Please write out the items below again word for word, keeping every line as it is.

Records shown:
↓↓↓

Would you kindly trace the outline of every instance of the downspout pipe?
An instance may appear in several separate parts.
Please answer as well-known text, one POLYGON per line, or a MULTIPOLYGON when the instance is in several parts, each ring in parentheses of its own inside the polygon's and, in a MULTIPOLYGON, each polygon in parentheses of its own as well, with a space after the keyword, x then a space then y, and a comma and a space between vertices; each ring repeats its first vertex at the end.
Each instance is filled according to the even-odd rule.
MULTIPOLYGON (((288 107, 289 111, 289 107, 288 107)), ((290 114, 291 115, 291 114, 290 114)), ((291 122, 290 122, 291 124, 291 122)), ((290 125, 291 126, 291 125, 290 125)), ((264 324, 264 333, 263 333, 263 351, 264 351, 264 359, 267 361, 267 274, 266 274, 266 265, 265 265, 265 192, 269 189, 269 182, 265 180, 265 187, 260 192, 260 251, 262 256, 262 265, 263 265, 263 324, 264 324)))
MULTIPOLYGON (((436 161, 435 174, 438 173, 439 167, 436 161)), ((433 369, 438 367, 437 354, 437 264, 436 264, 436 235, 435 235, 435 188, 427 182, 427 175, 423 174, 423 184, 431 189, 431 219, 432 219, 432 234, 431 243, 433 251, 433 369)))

↑↑↑

The completed task:
Would you kindly trace the outline of every instance of the downspout pipe?
An instance may appear in several separate parts.
Please answer as well-known text, one POLYGON per line, or a MULTIPOLYGON when the instance is in several parts, each ring in parentheses of its own inside the polygon's and, in a MULTIPOLYGON, each polygon in parentheses of its own as well, with a space after the keyword, x then a space then y, and a comma and a space between vertices; each ring repeats its first vertex at the end.
Each instance is filled according to the even-odd rule.
MULTIPOLYGON (((288 107, 289 111, 289 107, 288 107)), ((290 114, 291 115, 291 114, 290 114)), ((291 122, 290 122, 291 124, 291 122)), ((290 125, 291 126, 291 125, 290 125)), ((264 324, 264 333, 263 333, 263 351, 264 351, 264 359, 267 361, 267 274, 266 274, 266 265, 265 265, 265 192, 269 189, 269 182, 265 180, 265 187, 260 192, 260 251, 262 256, 262 265, 263 265, 263 324, 264 324)))
MULTIPOLYGON (((436 161, 435 174, 438 173, 439 167, 436 161)), ((433 369, 438 367, 437 354, 437 264, 436 264, 436 235, 435 235, 435 188, 427 182, 427 175, 423 174, 423 184, 431 189, 431 219, 432 219, 432 234, 431 243, 433 251, 433 369)))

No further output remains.